[Extracted records]
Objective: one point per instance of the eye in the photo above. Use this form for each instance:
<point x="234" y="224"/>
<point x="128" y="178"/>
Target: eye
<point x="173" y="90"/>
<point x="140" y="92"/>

GOAL OF THE EXERCISE → Every single line of the data above must be set down again exactly.

RESPONSE TO THE EXERCISE →
Objective: one point per instance of the eye in the photo above. Use this form for each instance:
<point x="234" y="224"/>
<point x="128" y="178"/>
Target: eye
<point x="173" y="90"/>
<point x="140" y="92"/>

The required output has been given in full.